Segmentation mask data

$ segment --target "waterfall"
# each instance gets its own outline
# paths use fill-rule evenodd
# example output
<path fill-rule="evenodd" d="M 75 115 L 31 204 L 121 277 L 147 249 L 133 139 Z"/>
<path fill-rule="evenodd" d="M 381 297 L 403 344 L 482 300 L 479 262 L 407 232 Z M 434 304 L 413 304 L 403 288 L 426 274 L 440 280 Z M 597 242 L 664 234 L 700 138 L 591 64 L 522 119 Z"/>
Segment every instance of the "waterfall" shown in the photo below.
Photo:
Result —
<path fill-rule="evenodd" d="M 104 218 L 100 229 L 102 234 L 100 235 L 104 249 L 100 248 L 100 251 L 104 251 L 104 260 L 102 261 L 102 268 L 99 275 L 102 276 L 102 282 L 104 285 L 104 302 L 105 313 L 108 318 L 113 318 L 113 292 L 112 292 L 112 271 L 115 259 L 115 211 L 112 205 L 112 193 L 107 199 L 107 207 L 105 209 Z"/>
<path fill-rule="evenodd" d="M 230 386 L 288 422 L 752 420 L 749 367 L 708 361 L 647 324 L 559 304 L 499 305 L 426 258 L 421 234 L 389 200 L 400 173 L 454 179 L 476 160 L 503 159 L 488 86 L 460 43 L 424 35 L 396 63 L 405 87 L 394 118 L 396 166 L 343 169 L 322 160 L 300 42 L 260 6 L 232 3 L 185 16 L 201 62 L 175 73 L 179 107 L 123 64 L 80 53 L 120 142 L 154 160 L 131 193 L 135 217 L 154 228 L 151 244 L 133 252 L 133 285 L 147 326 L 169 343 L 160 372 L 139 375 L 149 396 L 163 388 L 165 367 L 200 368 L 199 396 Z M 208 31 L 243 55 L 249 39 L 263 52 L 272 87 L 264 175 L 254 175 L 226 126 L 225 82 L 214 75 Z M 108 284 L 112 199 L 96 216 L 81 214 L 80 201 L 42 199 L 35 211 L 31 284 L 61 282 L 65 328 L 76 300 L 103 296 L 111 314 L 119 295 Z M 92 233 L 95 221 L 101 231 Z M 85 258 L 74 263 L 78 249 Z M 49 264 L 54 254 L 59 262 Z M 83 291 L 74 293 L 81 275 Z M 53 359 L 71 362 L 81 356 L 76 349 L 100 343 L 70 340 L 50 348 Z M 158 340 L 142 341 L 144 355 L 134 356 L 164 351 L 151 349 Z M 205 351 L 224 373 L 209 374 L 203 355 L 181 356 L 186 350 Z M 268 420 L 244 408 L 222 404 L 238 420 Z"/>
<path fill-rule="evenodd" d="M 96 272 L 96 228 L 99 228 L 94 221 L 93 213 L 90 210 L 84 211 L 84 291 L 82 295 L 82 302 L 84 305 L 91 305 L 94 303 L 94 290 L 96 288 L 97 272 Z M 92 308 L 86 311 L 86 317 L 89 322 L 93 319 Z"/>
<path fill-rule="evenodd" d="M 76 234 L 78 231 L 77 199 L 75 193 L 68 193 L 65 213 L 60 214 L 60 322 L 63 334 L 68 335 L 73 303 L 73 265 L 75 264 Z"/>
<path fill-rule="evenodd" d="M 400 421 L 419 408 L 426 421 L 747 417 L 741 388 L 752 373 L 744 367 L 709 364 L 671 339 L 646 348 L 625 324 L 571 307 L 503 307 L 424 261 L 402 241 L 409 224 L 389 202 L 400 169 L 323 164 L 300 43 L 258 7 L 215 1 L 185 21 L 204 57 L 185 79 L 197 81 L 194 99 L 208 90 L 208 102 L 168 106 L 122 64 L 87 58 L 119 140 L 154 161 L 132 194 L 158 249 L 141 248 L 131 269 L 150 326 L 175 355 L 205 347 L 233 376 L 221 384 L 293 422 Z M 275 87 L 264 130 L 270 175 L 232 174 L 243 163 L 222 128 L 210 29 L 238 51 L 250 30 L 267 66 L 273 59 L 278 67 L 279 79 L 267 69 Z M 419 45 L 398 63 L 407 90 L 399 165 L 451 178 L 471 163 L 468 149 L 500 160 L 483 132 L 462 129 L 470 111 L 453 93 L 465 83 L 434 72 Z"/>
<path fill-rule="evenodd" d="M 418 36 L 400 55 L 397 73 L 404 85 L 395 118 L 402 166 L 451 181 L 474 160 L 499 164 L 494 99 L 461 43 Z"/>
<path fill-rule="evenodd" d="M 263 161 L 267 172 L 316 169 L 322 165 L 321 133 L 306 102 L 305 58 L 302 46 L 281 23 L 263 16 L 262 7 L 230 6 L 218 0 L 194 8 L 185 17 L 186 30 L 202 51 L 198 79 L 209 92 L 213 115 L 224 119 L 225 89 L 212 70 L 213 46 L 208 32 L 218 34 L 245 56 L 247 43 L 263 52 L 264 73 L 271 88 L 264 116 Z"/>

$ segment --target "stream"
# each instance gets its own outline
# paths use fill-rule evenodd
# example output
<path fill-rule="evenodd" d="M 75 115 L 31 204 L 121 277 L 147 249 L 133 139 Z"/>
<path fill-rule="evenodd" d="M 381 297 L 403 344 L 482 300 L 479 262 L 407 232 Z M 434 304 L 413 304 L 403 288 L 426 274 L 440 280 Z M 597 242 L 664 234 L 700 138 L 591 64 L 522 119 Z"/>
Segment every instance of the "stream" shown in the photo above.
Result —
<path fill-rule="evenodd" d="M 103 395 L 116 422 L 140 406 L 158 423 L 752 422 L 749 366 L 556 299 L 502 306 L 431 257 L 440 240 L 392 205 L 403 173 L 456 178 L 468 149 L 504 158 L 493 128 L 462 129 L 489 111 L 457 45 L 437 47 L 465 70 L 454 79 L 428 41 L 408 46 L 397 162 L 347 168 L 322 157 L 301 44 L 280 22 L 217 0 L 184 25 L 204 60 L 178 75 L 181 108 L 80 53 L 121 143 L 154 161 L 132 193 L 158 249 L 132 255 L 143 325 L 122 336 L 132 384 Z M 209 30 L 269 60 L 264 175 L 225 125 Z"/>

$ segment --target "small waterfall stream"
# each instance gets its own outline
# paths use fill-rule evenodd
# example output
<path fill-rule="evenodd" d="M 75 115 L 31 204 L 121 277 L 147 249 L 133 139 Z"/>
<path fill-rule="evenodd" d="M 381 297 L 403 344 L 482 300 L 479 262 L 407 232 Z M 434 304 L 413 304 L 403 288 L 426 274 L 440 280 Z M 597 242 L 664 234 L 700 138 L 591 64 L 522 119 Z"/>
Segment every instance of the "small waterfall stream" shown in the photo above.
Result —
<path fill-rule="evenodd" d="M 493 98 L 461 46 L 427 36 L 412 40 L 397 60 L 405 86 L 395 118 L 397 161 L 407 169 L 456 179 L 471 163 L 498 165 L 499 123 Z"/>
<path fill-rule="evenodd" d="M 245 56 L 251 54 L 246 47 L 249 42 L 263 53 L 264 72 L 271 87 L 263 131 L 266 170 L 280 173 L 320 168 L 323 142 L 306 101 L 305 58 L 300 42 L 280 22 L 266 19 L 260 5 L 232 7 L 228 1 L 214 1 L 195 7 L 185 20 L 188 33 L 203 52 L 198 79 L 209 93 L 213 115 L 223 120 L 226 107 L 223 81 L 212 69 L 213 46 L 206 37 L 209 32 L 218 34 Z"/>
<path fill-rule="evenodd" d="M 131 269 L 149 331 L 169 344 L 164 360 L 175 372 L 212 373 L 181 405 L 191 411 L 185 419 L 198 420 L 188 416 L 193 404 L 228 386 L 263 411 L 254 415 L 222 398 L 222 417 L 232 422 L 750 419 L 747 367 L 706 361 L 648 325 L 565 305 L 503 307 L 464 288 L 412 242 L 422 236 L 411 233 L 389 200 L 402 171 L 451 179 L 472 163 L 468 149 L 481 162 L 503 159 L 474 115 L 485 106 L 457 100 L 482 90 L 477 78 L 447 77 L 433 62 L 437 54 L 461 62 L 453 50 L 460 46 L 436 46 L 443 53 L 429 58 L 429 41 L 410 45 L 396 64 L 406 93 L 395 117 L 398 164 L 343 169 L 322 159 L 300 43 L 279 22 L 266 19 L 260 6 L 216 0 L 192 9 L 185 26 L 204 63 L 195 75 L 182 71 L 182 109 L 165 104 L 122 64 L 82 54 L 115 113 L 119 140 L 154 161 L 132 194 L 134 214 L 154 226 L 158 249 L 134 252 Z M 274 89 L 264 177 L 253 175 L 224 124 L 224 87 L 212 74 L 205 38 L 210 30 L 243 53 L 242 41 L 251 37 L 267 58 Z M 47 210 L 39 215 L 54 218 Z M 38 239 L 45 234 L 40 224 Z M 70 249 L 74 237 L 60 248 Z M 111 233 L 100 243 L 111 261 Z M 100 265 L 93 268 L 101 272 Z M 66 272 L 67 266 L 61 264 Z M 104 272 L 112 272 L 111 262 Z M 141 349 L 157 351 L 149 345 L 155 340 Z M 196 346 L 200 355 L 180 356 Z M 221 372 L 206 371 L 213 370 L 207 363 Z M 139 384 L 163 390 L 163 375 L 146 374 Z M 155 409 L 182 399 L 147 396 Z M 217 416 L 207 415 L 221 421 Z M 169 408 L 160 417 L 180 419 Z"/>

- **Directions**
Wherever the string "waterfall" occurs in the entries, copy that whole line.

- **Answer box**
$ segment --target "waterfall"
Segment every instance of the "waterfall" shown in the photo below.
$ segment --target "small waterfall stream"
Segment every instance of the "small waterfall stream" shown in the photo above.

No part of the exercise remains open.